*Texte fourni*:
┄┄┄┄┄┄┄┄┄┄┄┄┄┄┄┄┄┄┄┄
Musik Tank : DEERHOOF VS. EVIL

Photo: Ryan Slack / TT
Comme souvent dans notre petit pays, les meilleurs évènements ont lieu en même temps. Ce week-end, alors que Electron va faire danser une « horde sauvage » sur Genève, l’Impetus Festival se déplace à Lausanne et propose quelques noms très intéressants avec notamment un groupe que la petite équipe de TT vous déconseille fortement de rater : Deerhoof. Un groupe si unique et particulier qu’ils auraient d'ailleurs très bien pu être programmé à Electron. Mais c'est le Romandie qui a la chance de les accueillir ce samedi (23 avril) et le détour pour découvrir leur dernier album en vaudra à coup sûr la chandelle.
┄┄┄┄┄┄┄┄┄┄┄┄┄┄┄┄┄┄┄┄
*Enregistrements stockés*:

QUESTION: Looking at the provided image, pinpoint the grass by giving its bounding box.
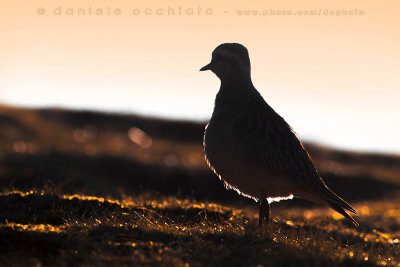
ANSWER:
[0,105,400,266]
[0,191,400,266]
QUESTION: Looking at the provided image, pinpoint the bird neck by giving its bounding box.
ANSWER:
[215,77,257,109]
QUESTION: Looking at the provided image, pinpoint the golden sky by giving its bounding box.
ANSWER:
[0,0,400,153]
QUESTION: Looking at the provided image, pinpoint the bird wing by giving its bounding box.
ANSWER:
[239,103,356,221]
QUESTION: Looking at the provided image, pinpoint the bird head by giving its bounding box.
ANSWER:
[200,43,250,81]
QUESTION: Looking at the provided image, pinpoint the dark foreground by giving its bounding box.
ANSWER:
[0,106,400,266]
[0,191,400,266]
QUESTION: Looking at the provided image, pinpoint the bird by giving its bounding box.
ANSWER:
[200,43,358,229]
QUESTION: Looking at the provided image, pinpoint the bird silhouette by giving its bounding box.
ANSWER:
[200,43,358,228]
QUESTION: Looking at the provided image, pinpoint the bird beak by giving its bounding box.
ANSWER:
[200,62,211,71]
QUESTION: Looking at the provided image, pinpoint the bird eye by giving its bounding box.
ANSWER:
[214,55,222,61]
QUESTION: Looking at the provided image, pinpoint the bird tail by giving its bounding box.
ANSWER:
[325,190,359,227]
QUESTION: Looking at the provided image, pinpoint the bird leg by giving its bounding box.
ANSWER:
[258,197,269,229]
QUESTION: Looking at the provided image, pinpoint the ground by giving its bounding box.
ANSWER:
[0,107,400,266]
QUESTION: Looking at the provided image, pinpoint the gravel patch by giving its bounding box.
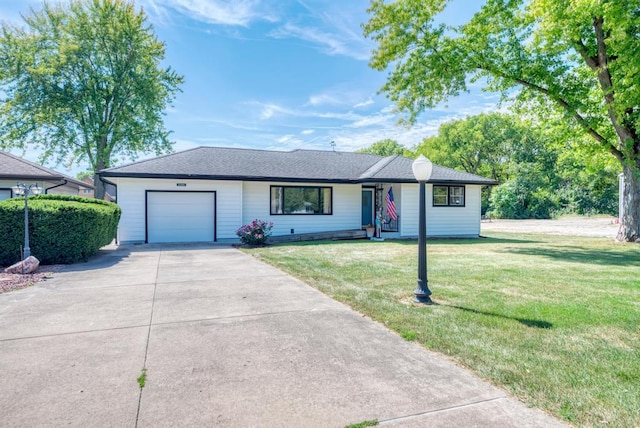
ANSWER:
[0,265,62,293]
[480,217,619,239]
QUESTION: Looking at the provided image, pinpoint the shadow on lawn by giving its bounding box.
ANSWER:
[271,236,541,247]
[506,247,640,266]
[442,305,553,329]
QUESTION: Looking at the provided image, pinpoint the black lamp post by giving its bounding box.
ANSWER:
[412,155,433,305]
[12,183,42,260]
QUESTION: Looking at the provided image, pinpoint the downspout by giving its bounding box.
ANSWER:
[98,176,120,245]
[44,178,68,195]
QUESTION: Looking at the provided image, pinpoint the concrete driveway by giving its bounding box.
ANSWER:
[0,246,563,427]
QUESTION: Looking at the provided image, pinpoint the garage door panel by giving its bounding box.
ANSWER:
[147,191,215,243]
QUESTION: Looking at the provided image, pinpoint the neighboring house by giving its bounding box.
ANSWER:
[78,177,95,198]
[99,147,497,244]
[0,151,93,200]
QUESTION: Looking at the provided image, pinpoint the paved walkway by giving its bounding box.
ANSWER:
[0,246,562,427]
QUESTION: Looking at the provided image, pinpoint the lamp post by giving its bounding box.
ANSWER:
[411,155,433,305]
[12,183,42,260]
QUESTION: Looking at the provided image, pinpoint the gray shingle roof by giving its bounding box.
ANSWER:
[0,151,93,188]
[100,147,496,185]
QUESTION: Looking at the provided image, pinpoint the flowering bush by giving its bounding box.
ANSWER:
[236,219,273,245]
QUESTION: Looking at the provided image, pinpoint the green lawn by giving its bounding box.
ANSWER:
[246,233,640,427]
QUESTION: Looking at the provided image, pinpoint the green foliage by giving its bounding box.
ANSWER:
[356,138,407,156]
[363,0,640,241]
[0,195,121,265]
[0,0,183,199]
[236,219,273,246]
[416,113,619,218]
[491,176,559,219]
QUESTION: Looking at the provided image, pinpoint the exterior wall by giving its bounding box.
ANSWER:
[242,181,362,236]
[109,178,481,244]
[110,178,242,244]
[394,184,481,238]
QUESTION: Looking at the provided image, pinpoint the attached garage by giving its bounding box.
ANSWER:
[146,190,216,243]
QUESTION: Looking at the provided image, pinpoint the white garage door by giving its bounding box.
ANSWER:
[147,191,216,243]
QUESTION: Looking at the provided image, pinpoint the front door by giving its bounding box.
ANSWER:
[362,189,375,227]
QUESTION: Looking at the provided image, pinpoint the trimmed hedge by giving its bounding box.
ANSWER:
[0,195,121,266]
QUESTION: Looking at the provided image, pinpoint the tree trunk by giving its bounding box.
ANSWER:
[616,166,640,242]
[93,174,104,200]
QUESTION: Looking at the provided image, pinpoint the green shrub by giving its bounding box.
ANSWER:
[0,195,121,265]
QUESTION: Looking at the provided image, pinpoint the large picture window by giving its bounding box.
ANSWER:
[271,186,333,215]
[433,186,464,207]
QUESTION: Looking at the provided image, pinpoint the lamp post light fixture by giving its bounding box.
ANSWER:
[411,155,433,305]
[12,183,42,260]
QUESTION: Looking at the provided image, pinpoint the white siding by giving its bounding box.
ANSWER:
[400,184,481,237]
[110,177,242,243]
[399,183,420,237]
[242,181,362,236]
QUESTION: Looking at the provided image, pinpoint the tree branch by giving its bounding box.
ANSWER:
[478,66,624,161]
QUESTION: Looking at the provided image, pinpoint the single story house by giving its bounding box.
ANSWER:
[0,151,93,201]
[99,147,497,244]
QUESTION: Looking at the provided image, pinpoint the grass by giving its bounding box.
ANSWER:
[246,233,640,427]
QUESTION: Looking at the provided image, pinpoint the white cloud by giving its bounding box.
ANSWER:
[353,97,375,108]
[139,0,277,27]
[270,22,369,61]
[307,94,342,106]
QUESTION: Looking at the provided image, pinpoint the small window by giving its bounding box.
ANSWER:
[271,186,333,215]
[433,186,464,207]
[433,186,449,206]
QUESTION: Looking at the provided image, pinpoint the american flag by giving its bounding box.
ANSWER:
[386,187,398,220]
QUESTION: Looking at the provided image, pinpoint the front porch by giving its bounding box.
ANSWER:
[361,183,401,238]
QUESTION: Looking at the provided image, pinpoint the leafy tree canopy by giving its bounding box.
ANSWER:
[0,0,183,198]
[356,138,407,156]
[363,0,640,241]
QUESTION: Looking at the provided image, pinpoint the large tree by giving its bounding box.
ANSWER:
[364,0,640,241]
[356,138,407,156]
[0,0,183,198]
[416,113,553,183]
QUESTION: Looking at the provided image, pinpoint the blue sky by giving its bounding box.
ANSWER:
[0,0,498,175]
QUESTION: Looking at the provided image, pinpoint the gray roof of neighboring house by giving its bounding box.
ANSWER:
[100,147,497,185]
[0,151,93,189]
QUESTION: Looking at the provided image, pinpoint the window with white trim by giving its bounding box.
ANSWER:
[271,186,333,215]
[433,185,464,207]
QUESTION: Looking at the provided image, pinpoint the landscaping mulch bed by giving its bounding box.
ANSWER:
[0,265,62,293]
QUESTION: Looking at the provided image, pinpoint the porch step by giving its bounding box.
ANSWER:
[269,229,367,244]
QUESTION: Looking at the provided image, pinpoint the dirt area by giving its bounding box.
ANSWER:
[480,217,619,239]
[0,265,61,293]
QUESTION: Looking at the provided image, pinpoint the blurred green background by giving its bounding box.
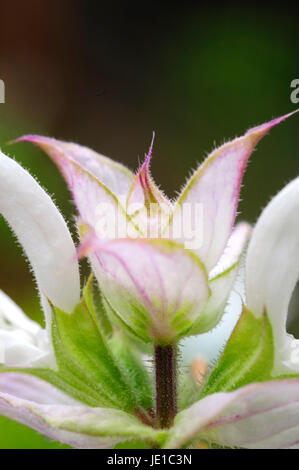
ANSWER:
[0,0,299,448]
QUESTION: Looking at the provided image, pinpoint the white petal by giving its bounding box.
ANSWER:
[0,290,41,335]
[0,153,80,324]
[0,372,79,405]
[246,177,299,373]
[0,374,157,449]
[182,269,245,366]
[170,114,291,271]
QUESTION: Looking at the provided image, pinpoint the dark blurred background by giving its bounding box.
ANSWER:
[0,0,299,448]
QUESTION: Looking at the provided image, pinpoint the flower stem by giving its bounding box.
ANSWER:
[155,344,177,428]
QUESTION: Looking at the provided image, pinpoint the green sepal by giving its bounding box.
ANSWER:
[90,274,113,338]
[200,306,274,397]
[52,278,136,411]
[109,331,154,410]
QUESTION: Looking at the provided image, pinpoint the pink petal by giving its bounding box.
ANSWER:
[16,135,134,197]
[166,379,299,449]
[189,222,251,335]
[0,373,156,449]
[18,135,142,239]
[85,239,209,342]
[168,113,292,270]
[127,135,171,213]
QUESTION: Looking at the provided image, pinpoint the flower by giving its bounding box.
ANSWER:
[0,111,299,448]
[165,177,299,449]
[14,115,288,344]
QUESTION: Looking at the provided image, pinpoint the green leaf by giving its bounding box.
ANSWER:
[52,278,136,411]
[201,306,274,397]
[109,332,154,410]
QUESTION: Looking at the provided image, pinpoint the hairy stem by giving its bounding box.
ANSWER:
[155,344,177,428]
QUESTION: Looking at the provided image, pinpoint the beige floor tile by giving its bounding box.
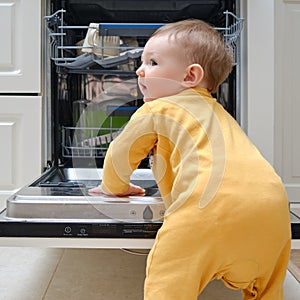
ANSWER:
[0,247,63,300]
[44,249,146,300]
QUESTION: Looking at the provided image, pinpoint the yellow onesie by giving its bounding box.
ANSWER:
[102,88,291,300]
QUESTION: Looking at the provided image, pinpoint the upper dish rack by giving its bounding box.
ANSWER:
[44,9,243,71]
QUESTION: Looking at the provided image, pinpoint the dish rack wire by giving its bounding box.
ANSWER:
[44,9,244,70]
[62,127,121,158]
[44,9,244,158]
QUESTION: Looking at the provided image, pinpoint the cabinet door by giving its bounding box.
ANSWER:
[275,0,300,202]
[0,96,42,193]
[0,0,41,93]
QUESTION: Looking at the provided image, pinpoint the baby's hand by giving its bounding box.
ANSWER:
[88,183,145,197]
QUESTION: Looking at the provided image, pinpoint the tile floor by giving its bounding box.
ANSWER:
[0,247,300,300]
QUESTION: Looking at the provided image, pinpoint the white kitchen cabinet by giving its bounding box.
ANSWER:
[0,0,42,197]
[242,0,300,202]
[275,0,300,202]
[0,96,42,193]
[0,0,42,94]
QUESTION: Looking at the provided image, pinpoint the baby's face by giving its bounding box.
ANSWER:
[136,35,187,102]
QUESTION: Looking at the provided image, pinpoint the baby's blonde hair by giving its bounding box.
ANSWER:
[152,19,233,93]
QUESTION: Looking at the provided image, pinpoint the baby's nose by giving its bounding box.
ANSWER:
[135,67,145,77]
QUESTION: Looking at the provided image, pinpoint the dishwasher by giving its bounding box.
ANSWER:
[0,0,251,239]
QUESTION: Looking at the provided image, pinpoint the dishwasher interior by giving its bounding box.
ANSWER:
[0,0,243,238]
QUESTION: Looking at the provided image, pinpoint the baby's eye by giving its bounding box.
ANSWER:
[150,59,157,66]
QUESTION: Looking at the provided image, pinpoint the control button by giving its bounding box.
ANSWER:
[65,226,72,233]
[129,209,136,216]
[143,205,153,220]
[79,228,86,234]
[159,209,165,217]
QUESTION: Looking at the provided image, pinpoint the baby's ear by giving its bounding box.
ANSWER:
[183,64,204,88]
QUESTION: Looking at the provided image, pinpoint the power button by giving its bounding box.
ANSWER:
[65,226,72,233]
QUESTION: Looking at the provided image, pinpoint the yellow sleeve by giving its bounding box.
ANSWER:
[102,103,157,194]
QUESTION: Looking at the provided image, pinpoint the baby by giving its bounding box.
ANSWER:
[89,20,291,300]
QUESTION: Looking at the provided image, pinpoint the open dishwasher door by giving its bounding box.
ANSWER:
[0,168,165,238]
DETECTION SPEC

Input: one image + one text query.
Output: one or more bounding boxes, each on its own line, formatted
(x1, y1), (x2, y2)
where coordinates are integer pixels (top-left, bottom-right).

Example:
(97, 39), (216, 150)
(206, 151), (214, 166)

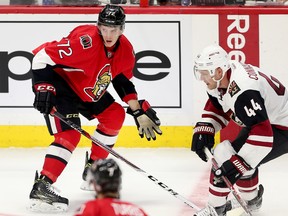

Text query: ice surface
(0, 148), (288, 216)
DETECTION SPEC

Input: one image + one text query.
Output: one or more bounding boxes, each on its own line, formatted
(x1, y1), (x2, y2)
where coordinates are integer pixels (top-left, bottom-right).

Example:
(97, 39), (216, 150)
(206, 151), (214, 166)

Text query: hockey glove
(214, 155), (251, 185)
(191, 122), (215, 162)
(127, 100), (162, 141)
(33, 83), (56, 114)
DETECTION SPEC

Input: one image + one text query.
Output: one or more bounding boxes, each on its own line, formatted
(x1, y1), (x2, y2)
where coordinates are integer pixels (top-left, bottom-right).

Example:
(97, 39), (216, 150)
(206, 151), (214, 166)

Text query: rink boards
(0, 7), (288, 147)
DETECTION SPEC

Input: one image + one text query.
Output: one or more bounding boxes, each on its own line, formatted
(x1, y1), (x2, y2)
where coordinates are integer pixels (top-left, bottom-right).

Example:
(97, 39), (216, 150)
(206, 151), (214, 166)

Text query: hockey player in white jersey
(191, 45), (288, 216)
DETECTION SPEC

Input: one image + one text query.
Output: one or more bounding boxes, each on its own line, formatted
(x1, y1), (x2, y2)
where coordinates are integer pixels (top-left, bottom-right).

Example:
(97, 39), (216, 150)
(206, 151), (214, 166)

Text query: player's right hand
(33, 83), (56, 114)
(191, 122), (215, 162)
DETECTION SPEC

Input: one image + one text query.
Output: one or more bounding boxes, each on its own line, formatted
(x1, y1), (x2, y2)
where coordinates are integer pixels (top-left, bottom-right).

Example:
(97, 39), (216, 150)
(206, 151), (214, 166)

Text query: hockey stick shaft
(205, 148), (252, 216)
(51, 109), (200, 211)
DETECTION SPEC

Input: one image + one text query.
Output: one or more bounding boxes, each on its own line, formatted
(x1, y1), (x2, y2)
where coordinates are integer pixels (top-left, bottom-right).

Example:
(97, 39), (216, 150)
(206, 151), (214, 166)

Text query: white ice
(0, 148), (288, 216)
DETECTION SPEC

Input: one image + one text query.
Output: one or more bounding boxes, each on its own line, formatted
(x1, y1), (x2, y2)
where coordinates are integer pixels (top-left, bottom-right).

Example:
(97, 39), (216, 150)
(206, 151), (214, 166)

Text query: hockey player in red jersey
┄┄┄┄┄┄┄┄┄┄┄┄┄┄┄┄┄┄┄┄
*Consignes de l'exercice*: Veuillez rédiger la suite de l'article sur le concert de Deerhoof au Romandie, en reprenant après sa dernière phrase.

*Réponse attendue*:
Deerhoof contre le Mal. C’est le titre de ce qui devrait à peu près être le 11e album du groupe après une existence d’une bonne grosse douzaine d’années. Et oui, Deerhoof n’est pas né de la dernière pluie et ce groupe de San Francisco après avoir ouvert autant pour Malkmus, Sonic Youth et Radiohead, en a chié dur pour en arriver jusqu’ici. Il faut dire aussi qu’ils n’ont pas choisi la voie de la facilité à en voir les membres du groupe qui ressemblent à une bande de doctorants universitaires trop intelligents pour passer dans la vie active. Et la comparaison n’est pas poussée puisqu’il s’agit justement d’étudiants en composition à l’Oberlin Conservatory of Music. De la formation initiale, il ne reste plus que Greg Saunier. On peut dire aussi que John Dieterich fait partie des meubles puisqu’il a rejoint le groupe en 2002, lorsque sort Reveille le premier album réussi du groupe. Donc ces mecs, trop concentrés sur leurs instruments, leurs effets et la structure de leur chanson, se sont mis à réfléchir (longuement avec des dictionnaires antiques et des traités de mathématique) pour se dire qu’il leur fallait une belle gueule pour porter leur séminaire sur scène. Ils ont alors dégoté une charmante japonaise fraîchement débarquée de Tokyo à San Francisco pour étudier le cinéma. De l’étude, des cordes, un batteur génial (qui a probablement le jeu de batterie le plus intéressant du XXI siècle), du café, des graines, des répétitions et un zeste de Japon ; mélangez le tout et vous obtenez Deerhoof.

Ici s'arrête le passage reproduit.